* **Work to complete**
1. Answer these questions from the training project timeline guide.
(a) At what point does the guide say it is time to start devising a schedule for the project?
(b) Under step 2, who should be invited to any kick-off meetings?
(c) Under step 3, what should the project's end date be based on?
2. Write the next part of the training project timeline guide, starting after its last sentence.

--- begin Passage given ---

How to Develop Your Training Project Timeline

project timeline

Training development projects are filled with potential challenges and roadblocks. Even a simple project involving a small update to an existing course can involve multiple stakeholders and a complex approval process. Sticking to deadlines and budgets can be difficult, but establishing a realistic and effective project timeline goes a long way towards successfully completing your project. 

Why Training Project Timelines are Important

Even if you don’t have a hard deadline, establishing a timeline keeps your project team productive. The timeline isn’t just about the end date when the project is finished, it’s about creating milestones and deliverables that help to keep the overall project on track.

A training project timeline ensures:

  • Accountability and urgency to complete important tasks
  • Stakeholders are kept in the loop on your progress
  • The project is broken down into manageable chunks
  • You can create a productive meeting schedule based on the timeline and deliverables

Once a project has been accepted through your training intake process, it’s time to start devising a schedule for kicking off and managing the project.

Check out award-winning eLearning designers, Time Slade, discuss other ways to keep training projects on track in this on-demand webinar recording:
An Expert’s Secret Formula for Keeping eLearning Projects On Track and On Budget

1. Define the overall project scope and goals

To get a solid idea of the length of timeline you’ll need, it’s essential to define the overall goals and scope of the project. That includes:

  • The learning objectives of the course
  • The learning audience size and profile
  • Project budget
  • Content requirements and formats
  • Stakeholders that will be involved

This will give you a better idea of how many hours of work this project is going to take. Balanced against the resources available to you, the timeline you develop will be realistic and achievable.

2. Bring in all the stakeholders you’ll need

Identify all stakeholders that will be involved in the project, even if it’s just for simple approval processes. Even those who appear to play a small part in the project can be the very people who end up holding everything up.

Make sure everyone is invited to any kick-off meetings so you can set expectations, discuss the timelines and deliverables, and make sure everyone understands the importance of their role to overall project success.

Working with multi-functional teams for a training project can be challenging. Download this toolkit for everything you need for working with stakeholders and SMEs:
Toolkit: The Secret Formula for Working with SMEs

3. Decide a hard deadline

Before you start to break items down and create a step by step timeline, define an end date for the overall project based on your analysis of work hours and available resources.

--- end Passage given ---
--- begin Extracted material ---

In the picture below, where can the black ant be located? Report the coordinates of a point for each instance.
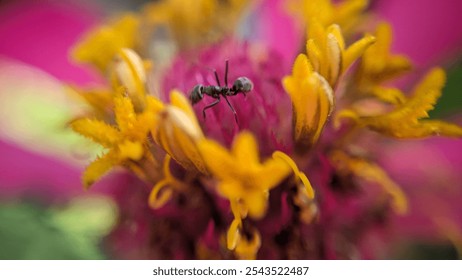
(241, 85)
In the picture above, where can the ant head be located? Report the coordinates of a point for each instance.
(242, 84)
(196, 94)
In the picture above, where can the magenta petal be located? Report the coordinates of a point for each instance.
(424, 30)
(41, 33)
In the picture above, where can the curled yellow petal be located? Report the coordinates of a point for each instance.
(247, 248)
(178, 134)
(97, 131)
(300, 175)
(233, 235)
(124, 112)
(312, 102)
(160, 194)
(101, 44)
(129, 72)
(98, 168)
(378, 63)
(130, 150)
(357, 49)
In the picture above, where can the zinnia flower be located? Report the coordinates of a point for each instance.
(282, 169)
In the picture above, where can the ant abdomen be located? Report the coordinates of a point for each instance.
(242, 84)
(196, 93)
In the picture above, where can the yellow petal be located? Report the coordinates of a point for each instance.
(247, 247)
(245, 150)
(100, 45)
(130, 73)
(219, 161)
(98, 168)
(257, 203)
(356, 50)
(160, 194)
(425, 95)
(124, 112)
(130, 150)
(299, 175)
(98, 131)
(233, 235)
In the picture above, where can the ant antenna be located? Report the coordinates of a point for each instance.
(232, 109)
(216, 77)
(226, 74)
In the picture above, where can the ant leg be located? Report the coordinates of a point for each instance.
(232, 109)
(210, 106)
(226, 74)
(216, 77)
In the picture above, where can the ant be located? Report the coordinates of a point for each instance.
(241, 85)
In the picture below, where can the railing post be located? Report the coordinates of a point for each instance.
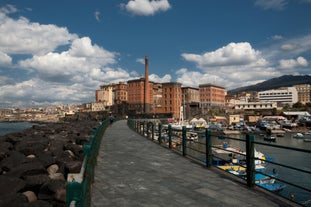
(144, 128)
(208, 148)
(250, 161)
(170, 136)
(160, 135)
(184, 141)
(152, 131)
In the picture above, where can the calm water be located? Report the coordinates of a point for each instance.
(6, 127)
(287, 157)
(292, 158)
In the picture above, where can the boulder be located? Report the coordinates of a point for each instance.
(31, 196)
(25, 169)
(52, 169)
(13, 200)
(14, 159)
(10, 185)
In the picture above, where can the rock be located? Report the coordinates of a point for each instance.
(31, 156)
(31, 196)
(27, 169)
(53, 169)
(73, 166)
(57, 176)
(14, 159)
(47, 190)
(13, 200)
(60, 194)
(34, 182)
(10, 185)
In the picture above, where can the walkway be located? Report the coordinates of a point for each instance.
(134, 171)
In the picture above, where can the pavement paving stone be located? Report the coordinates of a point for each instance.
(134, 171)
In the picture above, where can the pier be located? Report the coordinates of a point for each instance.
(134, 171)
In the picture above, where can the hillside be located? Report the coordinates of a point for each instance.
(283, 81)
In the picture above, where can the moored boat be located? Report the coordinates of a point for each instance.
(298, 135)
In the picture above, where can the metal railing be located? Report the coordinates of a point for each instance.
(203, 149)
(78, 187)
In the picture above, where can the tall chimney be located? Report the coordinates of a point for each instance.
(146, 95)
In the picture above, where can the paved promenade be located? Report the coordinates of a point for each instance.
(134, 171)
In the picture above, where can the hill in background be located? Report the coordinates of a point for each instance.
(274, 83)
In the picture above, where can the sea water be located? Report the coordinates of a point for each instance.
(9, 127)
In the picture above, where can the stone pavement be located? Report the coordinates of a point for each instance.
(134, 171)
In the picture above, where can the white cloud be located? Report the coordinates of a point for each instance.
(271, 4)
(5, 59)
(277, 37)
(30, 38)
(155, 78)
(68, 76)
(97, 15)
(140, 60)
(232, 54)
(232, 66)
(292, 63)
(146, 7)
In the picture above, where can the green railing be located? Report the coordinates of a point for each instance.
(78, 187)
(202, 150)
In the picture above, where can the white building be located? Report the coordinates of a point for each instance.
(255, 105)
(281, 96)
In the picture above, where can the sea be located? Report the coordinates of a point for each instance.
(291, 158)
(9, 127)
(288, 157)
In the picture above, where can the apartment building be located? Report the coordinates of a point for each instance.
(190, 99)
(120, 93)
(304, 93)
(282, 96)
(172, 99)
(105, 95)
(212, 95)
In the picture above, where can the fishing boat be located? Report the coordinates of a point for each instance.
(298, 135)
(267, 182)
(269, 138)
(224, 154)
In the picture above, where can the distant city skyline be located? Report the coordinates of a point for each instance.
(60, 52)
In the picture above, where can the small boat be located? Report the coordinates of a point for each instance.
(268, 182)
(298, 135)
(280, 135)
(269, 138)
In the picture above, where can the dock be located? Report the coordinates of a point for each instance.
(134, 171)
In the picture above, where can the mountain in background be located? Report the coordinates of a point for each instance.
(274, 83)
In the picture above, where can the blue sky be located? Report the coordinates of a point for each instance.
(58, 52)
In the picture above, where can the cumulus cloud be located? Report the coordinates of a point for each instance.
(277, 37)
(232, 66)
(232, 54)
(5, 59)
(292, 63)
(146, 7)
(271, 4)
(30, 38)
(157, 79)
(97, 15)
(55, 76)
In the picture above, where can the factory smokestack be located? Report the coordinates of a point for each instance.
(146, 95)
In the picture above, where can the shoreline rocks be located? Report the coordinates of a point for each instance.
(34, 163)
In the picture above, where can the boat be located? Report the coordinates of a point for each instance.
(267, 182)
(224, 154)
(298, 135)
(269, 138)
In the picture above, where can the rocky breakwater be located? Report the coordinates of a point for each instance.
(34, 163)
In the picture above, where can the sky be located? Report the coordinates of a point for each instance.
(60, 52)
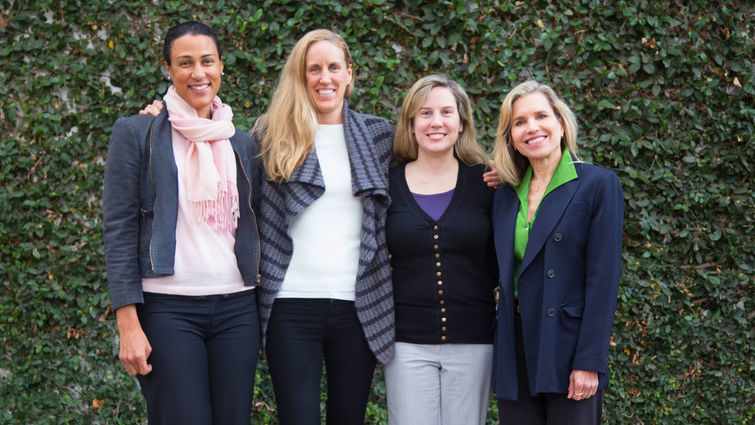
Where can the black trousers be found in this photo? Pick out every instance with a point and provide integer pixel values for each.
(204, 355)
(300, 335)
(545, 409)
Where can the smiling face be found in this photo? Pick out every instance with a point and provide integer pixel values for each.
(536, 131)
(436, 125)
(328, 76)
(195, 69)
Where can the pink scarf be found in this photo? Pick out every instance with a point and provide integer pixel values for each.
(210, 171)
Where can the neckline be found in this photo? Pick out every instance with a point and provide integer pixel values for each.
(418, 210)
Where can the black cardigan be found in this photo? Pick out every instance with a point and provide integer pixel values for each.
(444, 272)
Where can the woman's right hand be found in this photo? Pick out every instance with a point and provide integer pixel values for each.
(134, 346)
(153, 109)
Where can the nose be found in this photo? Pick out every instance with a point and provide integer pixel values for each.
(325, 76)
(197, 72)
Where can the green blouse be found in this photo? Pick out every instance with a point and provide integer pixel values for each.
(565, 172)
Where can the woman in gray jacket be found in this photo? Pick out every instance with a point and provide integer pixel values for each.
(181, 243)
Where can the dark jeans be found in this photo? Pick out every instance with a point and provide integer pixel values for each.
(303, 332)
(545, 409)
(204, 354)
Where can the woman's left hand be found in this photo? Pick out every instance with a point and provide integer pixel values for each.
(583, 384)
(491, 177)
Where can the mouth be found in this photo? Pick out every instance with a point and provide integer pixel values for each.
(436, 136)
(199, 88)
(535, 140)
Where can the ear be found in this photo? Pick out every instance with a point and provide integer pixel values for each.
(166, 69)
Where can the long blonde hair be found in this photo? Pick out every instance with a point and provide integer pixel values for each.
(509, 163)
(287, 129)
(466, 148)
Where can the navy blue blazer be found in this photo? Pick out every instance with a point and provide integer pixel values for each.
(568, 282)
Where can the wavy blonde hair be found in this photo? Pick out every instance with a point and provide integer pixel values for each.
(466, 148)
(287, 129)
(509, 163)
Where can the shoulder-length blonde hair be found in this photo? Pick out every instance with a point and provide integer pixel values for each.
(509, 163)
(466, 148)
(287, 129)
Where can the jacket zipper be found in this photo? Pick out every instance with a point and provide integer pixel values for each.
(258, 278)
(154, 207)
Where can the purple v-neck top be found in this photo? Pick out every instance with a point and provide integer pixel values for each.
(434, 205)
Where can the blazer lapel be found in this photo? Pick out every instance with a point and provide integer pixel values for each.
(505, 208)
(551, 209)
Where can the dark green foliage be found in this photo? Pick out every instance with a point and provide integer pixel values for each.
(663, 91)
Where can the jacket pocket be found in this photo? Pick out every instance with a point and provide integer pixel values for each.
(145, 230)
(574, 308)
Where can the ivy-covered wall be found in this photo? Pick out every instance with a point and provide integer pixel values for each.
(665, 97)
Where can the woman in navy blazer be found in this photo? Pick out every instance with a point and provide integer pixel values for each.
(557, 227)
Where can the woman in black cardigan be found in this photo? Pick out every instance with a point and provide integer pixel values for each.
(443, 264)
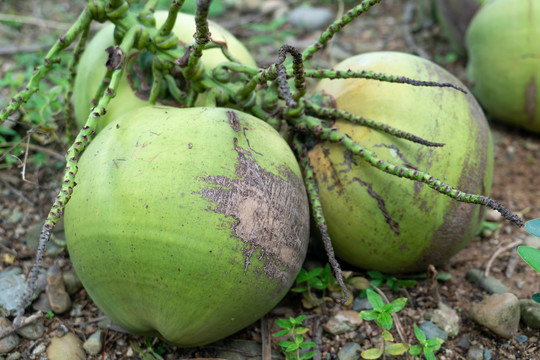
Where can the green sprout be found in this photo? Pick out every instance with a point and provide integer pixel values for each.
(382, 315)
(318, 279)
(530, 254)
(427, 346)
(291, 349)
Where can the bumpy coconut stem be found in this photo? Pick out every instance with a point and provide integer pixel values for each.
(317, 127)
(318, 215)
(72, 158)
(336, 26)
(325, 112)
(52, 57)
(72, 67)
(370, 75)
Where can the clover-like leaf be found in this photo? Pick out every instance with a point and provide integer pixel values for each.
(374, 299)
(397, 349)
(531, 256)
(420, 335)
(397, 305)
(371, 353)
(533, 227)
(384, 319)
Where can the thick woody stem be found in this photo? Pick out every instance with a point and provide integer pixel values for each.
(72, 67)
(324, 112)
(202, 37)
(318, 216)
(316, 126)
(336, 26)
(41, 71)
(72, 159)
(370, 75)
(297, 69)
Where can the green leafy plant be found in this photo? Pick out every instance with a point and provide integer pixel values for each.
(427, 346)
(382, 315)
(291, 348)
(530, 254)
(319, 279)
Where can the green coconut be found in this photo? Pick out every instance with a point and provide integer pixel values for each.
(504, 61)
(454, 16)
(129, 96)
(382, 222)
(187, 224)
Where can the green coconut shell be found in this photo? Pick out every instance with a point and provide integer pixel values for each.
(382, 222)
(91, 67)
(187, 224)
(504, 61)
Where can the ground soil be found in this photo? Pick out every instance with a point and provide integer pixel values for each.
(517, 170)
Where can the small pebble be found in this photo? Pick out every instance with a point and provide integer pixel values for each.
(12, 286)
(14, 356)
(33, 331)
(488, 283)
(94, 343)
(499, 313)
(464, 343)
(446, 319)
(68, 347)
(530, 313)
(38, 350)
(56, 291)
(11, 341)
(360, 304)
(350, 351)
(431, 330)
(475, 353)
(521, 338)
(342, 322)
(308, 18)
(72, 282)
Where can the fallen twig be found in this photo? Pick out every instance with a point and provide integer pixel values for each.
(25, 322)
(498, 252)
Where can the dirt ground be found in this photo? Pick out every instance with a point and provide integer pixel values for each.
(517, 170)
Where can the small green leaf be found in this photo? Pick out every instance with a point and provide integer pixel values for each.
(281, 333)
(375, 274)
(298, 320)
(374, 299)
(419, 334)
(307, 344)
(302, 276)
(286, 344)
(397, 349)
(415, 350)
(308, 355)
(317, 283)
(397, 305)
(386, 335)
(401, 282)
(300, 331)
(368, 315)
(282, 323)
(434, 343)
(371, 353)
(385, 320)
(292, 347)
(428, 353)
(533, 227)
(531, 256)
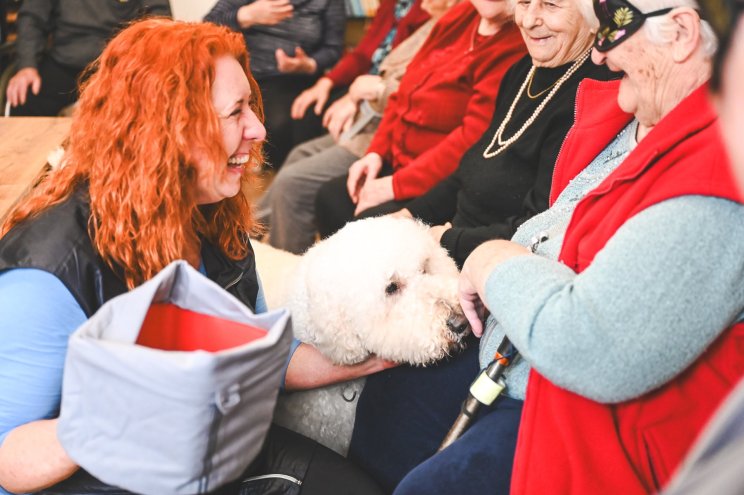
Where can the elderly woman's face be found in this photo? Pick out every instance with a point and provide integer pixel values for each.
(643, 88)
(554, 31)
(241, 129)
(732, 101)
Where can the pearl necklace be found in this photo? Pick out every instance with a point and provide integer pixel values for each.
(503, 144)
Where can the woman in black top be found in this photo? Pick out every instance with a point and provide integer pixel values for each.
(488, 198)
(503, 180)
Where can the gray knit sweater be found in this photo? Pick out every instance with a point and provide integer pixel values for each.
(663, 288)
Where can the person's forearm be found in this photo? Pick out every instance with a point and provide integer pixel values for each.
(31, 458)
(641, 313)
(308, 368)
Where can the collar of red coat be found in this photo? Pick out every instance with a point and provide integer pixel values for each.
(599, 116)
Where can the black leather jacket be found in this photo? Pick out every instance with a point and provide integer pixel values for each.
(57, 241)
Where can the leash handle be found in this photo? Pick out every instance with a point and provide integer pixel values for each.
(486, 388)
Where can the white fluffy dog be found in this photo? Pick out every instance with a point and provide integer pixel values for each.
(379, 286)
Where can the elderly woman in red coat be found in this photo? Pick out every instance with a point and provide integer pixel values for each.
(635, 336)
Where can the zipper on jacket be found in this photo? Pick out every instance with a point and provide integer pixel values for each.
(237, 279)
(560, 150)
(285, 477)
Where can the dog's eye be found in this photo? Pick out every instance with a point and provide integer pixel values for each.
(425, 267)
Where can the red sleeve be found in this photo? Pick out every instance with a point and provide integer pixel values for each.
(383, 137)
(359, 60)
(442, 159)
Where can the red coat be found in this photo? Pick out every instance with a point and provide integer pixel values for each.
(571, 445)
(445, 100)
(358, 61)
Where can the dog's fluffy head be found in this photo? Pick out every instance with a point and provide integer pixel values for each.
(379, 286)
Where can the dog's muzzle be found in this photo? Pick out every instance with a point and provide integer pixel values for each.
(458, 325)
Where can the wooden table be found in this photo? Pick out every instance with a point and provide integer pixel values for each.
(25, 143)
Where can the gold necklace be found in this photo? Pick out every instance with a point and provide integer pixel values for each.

--- end Extracted material ---

* **Expected answers**
1.
(a) Once a project has been accepted through the training intake process.
(b) Everyone, meaning all stakeholders involved in the project.
(c) An analysis of work hours and available resources.

2.
For high priority projects, you may need to crunch your timeline down into a smaller timeline than you would like. But knowing this from the start and creating the rest of your timeline with this in mind means that you can get team members and stakeholders on board from the start.

4. Define and list all tasks

Now that you have your overall project duration defined, list out every single task that will need to be completed. 

Next, identify dependencies. Are there any items that need to be finished before you can move onto another? Make sure your project schedule takes these into account so you can schedule tasks in the most efficient way possible.

5. Assign responsibility for each deliverable

Choose specific deliverables that will mark the progress of your project towards its end goal. Clearly mark each deliverable along your timeline before assigning responsibility to an individual to ensure deadlines are met for each one.

You can also start to schedule overall project team meetings in accordance with these deliverables to help keep the overall project on track.

6. Document risks

Inevitably, there will be delays of one kind or another over the course of the project. So get ahead of them early on and maintain a level of flexibility in the project timeline. 

Assess each risk and try to pad each deliverable and deadline with an extra day or two to get back on track, especially for deliverables that are at a higher risk of delay.

7. Work backward to create your timeline

With a final deadline decided, it’s a good idea to work backwards to define your other deliverables and deadlines. That way you’ll know:

  1. How realistic your deadline and overall timeline is
  2. Where you might be under a bit more pressure to meet specific deliverables

You might end up deciding to extend the overall deadline, but either way you’ll have a much better grasp on how to break up the project into manageable pieces.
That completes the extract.